Format the data from its first line through the line holding "[[319, 256]]", both included, as a Markdown table with a Row column for the line number and a Line column for the text. Leave out blank lines.

→ Exercise material
——

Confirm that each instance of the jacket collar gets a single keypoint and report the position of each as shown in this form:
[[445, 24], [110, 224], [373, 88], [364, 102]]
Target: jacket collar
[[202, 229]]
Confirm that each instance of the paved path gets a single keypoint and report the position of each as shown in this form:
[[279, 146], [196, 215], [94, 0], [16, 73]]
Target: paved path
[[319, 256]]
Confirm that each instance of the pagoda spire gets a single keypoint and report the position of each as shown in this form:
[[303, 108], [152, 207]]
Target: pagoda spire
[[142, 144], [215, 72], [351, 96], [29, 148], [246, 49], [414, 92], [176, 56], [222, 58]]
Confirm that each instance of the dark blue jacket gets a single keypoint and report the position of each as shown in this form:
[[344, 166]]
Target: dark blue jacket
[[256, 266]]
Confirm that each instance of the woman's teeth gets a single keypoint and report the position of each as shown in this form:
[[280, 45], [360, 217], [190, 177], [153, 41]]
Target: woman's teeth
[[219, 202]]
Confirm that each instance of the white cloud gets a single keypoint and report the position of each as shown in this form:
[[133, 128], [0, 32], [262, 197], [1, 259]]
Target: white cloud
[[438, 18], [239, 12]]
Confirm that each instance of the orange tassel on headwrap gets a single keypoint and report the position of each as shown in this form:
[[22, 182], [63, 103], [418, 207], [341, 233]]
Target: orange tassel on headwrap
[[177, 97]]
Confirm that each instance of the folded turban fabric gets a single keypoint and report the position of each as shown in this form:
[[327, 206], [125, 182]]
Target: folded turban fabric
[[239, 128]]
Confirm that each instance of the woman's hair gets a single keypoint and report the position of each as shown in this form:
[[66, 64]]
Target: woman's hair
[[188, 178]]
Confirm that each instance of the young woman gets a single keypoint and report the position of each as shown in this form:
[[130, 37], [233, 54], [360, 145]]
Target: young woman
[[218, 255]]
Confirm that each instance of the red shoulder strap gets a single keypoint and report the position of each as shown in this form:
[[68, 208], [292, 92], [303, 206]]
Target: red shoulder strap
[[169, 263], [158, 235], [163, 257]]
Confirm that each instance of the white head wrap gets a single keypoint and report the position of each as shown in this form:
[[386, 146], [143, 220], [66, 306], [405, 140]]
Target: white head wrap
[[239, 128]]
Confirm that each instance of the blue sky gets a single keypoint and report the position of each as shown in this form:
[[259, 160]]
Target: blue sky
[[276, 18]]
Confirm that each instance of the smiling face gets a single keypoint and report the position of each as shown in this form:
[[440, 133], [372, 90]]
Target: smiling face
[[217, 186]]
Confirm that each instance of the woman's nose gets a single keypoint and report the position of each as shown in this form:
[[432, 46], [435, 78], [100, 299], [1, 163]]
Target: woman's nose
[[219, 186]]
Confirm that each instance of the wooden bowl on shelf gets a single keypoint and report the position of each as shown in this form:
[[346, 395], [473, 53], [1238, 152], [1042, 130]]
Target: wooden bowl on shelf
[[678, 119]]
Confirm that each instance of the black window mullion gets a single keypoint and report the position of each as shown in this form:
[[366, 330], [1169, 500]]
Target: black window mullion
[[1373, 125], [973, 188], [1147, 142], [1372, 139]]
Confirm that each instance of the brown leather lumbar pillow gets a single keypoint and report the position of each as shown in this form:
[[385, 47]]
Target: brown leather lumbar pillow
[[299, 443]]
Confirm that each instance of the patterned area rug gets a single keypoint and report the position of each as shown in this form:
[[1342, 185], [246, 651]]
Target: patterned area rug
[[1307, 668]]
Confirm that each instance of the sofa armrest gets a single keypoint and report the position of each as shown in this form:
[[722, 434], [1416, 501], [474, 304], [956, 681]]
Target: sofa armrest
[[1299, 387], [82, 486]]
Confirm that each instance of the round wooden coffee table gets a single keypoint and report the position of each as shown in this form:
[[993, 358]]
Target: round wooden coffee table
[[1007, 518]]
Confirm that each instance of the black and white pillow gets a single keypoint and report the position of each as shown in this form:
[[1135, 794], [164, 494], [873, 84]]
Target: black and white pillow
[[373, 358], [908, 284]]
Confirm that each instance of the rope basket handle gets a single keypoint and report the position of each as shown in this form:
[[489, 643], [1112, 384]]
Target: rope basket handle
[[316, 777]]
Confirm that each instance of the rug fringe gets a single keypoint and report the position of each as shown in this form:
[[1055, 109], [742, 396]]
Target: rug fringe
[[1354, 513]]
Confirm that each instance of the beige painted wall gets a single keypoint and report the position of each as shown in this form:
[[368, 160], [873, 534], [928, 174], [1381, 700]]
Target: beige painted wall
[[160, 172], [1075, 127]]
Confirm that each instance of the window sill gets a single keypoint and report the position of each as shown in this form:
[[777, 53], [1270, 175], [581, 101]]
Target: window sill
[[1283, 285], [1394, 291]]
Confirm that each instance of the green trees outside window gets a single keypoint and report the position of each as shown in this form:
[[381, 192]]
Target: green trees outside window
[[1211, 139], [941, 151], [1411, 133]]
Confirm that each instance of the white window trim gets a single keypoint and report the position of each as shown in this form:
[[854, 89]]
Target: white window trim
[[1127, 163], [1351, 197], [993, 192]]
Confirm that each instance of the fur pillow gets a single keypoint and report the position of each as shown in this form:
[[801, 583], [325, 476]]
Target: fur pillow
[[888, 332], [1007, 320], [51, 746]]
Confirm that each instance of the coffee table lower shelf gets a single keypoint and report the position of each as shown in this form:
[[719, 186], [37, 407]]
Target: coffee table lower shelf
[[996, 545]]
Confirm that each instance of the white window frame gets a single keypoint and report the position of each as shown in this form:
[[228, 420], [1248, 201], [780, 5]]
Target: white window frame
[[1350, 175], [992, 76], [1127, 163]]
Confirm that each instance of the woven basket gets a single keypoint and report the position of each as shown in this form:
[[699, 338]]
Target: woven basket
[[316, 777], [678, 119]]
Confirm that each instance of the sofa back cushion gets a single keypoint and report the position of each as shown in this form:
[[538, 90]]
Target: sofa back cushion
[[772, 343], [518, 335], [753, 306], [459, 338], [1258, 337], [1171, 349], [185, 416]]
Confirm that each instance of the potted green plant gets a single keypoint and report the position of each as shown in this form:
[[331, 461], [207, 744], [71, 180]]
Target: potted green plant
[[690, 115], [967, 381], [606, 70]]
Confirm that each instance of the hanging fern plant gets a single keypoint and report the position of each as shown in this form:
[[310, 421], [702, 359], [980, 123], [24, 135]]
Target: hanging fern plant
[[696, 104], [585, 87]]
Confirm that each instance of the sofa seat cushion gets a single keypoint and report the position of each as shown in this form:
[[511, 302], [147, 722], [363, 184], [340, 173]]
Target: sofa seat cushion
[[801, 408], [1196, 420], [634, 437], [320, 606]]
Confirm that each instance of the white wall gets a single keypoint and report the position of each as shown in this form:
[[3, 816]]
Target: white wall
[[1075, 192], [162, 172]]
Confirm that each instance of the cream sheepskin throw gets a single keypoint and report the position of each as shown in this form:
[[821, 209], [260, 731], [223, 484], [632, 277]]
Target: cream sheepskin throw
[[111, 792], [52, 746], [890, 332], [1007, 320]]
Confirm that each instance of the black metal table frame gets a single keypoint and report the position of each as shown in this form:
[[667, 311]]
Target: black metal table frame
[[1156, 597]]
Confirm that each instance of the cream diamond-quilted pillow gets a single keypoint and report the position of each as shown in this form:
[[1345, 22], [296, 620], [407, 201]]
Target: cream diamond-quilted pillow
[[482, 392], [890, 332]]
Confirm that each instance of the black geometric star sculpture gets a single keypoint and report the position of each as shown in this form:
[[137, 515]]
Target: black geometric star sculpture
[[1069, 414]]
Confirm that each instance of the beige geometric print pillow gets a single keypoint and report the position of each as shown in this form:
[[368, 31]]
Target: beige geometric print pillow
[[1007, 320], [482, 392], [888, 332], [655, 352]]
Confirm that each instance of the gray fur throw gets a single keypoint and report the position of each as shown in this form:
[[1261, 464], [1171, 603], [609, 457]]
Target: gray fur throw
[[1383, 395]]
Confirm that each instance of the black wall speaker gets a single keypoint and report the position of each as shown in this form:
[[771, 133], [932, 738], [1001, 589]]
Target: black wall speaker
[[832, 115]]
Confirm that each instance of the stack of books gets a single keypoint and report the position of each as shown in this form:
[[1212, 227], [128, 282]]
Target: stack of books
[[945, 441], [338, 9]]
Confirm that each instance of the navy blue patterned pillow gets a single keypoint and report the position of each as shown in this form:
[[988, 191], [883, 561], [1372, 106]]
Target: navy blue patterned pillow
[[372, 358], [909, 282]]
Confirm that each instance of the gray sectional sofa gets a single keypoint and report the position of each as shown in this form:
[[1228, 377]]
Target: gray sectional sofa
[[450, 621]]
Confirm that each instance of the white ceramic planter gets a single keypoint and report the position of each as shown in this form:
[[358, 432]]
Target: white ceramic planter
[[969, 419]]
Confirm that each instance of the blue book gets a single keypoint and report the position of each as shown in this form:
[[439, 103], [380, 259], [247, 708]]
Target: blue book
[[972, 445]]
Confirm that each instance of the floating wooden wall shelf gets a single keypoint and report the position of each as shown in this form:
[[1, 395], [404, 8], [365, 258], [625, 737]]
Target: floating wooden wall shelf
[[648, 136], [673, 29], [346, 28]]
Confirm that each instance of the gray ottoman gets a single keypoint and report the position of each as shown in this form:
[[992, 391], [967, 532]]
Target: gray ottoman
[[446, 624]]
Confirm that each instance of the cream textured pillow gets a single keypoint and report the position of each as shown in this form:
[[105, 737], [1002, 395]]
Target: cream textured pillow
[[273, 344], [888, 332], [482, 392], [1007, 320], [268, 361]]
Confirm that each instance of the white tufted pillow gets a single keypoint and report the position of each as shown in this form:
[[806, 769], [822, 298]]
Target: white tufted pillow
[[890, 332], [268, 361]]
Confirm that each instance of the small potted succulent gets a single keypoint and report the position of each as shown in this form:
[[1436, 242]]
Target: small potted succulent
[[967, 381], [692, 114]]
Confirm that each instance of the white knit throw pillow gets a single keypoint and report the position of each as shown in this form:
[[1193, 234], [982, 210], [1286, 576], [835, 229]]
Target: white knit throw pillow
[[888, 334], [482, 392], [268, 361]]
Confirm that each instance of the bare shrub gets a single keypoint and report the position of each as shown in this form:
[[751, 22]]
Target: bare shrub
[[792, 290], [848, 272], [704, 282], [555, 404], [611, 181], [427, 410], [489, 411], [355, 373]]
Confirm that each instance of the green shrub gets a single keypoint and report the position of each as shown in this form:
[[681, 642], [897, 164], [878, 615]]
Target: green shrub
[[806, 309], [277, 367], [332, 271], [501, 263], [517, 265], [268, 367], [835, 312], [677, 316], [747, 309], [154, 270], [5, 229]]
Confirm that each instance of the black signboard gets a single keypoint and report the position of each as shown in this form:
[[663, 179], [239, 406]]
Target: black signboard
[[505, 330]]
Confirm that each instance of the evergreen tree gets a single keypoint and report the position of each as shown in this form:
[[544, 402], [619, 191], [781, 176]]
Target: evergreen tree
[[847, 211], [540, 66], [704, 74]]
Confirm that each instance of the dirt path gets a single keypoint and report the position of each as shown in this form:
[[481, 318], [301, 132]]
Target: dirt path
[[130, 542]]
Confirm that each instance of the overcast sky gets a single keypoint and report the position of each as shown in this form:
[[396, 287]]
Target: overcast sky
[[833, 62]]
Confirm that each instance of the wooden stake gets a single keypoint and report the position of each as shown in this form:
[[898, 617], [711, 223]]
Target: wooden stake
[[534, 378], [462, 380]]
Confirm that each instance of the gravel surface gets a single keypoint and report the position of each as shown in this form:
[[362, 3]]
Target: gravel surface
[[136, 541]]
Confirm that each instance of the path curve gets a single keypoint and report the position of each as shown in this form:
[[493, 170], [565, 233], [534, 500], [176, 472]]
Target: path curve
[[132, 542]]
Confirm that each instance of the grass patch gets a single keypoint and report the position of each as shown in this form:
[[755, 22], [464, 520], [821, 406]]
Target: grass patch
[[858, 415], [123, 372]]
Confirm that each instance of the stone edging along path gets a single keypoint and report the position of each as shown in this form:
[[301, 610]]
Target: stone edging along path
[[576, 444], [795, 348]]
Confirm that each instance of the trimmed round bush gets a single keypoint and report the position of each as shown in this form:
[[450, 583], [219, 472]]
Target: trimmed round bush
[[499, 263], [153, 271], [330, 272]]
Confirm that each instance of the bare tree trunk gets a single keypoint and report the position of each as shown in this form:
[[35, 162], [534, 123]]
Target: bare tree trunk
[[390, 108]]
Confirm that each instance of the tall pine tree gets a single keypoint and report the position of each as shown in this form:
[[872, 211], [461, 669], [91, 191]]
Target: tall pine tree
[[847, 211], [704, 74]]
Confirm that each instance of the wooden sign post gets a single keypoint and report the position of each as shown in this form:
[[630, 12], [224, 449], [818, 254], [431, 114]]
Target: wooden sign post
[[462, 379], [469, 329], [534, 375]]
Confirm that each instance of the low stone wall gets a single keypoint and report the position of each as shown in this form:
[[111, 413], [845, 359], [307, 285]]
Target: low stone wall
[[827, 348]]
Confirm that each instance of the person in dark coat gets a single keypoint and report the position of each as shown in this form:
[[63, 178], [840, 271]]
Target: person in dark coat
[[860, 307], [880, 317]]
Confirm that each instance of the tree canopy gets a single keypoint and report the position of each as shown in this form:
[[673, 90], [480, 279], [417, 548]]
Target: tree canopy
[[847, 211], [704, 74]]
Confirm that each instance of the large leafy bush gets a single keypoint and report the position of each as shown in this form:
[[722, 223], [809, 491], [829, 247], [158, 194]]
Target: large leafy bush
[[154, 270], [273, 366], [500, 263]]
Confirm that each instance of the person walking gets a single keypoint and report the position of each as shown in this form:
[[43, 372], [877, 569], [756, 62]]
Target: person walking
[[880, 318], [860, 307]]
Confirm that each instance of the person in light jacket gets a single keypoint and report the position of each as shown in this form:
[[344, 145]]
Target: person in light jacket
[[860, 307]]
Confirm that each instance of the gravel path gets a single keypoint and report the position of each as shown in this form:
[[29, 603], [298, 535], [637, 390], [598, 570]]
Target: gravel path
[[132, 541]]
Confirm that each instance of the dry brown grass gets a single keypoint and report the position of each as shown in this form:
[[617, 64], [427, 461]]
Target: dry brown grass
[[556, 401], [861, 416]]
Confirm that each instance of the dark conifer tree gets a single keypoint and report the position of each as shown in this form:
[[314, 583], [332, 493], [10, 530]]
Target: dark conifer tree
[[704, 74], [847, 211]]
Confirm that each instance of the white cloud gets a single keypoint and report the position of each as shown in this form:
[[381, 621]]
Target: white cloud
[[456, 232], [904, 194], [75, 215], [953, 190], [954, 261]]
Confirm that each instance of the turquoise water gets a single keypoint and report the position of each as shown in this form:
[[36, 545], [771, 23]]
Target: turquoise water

——

→ Solution to this exercise
| Row | Line |
|---|---|
| 1 | Confirm that each instance of the jacket collar gets a single keypoint and report the position of each as shown in this form: |
| 2 | [[445, 24], [110, 224], [373, 88], [364, 102]] |
| 3 | Target: jacket collar |
| 4 | [[202, 229]] |
| 5 | Confirm that each instance of the paved path gets a single keypoint and report the position of each as shown in this form: |
| 6 | [[279, 146], [196, 215], [94, 0], [16, 73]] |
| 7 | Target: paved path |
| 8 | [[319, 256]] |